[ЦЕЛЬ ЗАДАНИЯ]: Назовите единственную цель истинного патриотизма по мнению Добролюбова, как она указана в тексте о Добролюбове ниже.

[ИСХОДНЫЙ ТЕКСТ]:
§

Чтение онлайн

на главную

Жанры

Добролюбов: разночинец между духом и плотью
Шрифт:

Те, кто не верил в правильность такого взгляда на историю и отстаивал старые убеждения, объявлялись Добролюбовым «квазипатриотами» (статья «Русская цивилизация, сочиненная Жеребцовым», 1859). Истинный патриотизм, по его мнению, имеет только одну цель — производство блага и пользы для людей безотносительно к нации или социальной группе. Ложный патриотизм, как правило, прославляет свои благие дела для «отечества», но на деле занимается лишь оправданием собственных антинародных действий — накапливанием богатств и присоединением чужих территорий{252}. Такая космополитичная концепция патриотизма была созвучна, например, популярной идеологии середины XIX века — марксизму, который тоже отменял традиционные представления о патриотизме как верности стране и правителю и апеллировал к человечеству (народу, пролетариату и т. д.) в целом. Об этом через несколько десятилетий будет писать Лев Толстой, как известно, выступавший против патриотизма, по его мнению, лишь прикрывавшего необходимость одним людям убивать других.

Добролюбов

был искренне убежден в своей правоте и полагал, что появление написанной по его рецепту истории России послужит делу просвещения — распространению демократических представлений о правах человека как высшей ценности общества.

§

[ИСХОДНЫЕ ДАННЫЕ]:
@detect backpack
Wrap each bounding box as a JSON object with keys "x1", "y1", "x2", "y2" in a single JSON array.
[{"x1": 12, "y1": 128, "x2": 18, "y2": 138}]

§

[РЕЗУЛЬТАТ ЗАДАНИЯ]: Производство блага и пользы для людей безотносительно к нации или социальной группе.